--- begin Stored rows ---

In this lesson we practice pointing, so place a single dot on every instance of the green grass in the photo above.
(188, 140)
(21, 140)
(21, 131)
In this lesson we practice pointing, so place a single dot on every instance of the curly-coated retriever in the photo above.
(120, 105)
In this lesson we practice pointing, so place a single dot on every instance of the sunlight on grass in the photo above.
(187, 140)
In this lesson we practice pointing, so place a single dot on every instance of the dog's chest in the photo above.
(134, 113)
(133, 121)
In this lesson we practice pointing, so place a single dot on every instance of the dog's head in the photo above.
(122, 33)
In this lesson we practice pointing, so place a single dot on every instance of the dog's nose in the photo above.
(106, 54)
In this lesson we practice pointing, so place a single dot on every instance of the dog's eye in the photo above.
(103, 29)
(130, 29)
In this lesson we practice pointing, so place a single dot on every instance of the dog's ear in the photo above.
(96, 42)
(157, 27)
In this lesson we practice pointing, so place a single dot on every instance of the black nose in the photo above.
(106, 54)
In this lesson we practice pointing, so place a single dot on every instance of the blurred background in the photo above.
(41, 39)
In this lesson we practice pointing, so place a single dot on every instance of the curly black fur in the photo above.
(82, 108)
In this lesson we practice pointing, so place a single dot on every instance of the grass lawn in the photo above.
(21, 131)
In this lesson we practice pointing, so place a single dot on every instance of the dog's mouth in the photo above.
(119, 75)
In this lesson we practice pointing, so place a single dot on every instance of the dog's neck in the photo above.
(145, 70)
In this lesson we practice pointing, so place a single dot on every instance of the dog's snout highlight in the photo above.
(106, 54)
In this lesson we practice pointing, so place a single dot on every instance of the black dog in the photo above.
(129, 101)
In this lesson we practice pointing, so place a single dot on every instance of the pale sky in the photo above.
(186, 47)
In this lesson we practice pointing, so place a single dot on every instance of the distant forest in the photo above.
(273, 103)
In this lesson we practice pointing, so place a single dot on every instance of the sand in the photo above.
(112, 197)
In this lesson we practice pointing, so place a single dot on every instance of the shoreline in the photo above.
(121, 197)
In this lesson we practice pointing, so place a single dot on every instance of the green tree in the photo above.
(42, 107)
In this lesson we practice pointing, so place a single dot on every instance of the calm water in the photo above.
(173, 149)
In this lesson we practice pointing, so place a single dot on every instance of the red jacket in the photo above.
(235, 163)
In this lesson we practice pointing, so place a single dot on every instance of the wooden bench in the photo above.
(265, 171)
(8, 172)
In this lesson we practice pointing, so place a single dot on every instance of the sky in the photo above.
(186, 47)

--- end Stored rows ---

What the task asks:
All of the entries need to be reproduced exactly; please write them out.

Solution:
In this lesson we practice pointing, so place a single dot on every instance of the green grass in the photo above.
(188, 140)
(21, 140)
(21, 131)
In this lesson we practice pointing, so place a single dot on every instance of the curly-coated retriever in the photo above.
(120, 105)
In this lesson we practice pointing, so place a single dot on every instance of the sunlight on grass in the photo above.
(187, 140)
In this lesson we practice pointing, so place a single dot on every instance of the dog's chest in the photo above.
(134, 113)
(133, 121)
In this lesson we practice pointing, so place a single dot on every instance of the dog's head in the photo above.
(122, 33)
In this lesson we practice pointing, so place a single dot on every instance of the dog's nose in the photo above.
(106, 54)
In this lesson we practice pointing, so place a single dot on every instance of the dog's eye in the photo above.
(103, 29)
(130, 29)
In this lesson we practice pointing, so place a single dot on every instance of the dog's ear in the photo above.
(96, 42)
(157, 27)
In this lesson we practice pointing, so place a single dot on every instance of the black nose in the photo above.
(106, 54)
In this lesson we practice pointing, so place a single dot on every instance of the blurred background in the photo above.
(41, 39)
In this lesson we practice pointing, so place a single dot on every instance of the curly black fur in the photo above.
(82, 108)
In this lesson we practice pointing, so place a single dot on every instance of the grass lawn in the photo above.
(21, 131)
In this lesson we practice pointing, so place a single dot on every instance of the dog's mouth in the photo above.
(119, 75)
In this lesson we practice pointing, so place a single dot on every instance of the dog's neck in the photo above.
(145, 70)
In this lesson we practice pointing, so place a single dot on every instance of the dog's snout highlight in the photo above.
(106, 54)
In this lesson we practice pointing, so place a single dot on every instance of the black dog in the photo above.
(129, 101)
In this lesson we practice pointing, so place a single dot on every instance of the pale sky in the photo above.
(186, 47)
In this lesson we practice pointing, so place a single dot on every instance of the distant forest in the photo above.
(273, 103)
In this lesson we practice pointing, so place a single dot on every instance of the sand in the photo above.
(112, 197)
In this lesson we practice pointing, so place a single dot on every instance of the shoreline in the photo above.
(121, 197)
In this lesson we practice pointing, so place a single dot on every instance of the green tree in the photo above.
(42, 107)
In this lesson we practice pointing, so place a single dot on every instance of the calm water in the photo above.
(173, 149)
In this lesson we practice pointing, so place a single dot on every instance of the red jacket in the photo above.
(235, 163)
In this lesson we practice pointing, so place a single dot on every instance of the wooden bench in the photo above.
(265, 171)
(8, 172)
In this lesson we practice pointing, so place a single dot on every instance of the sky in the photo above.
(186, 47)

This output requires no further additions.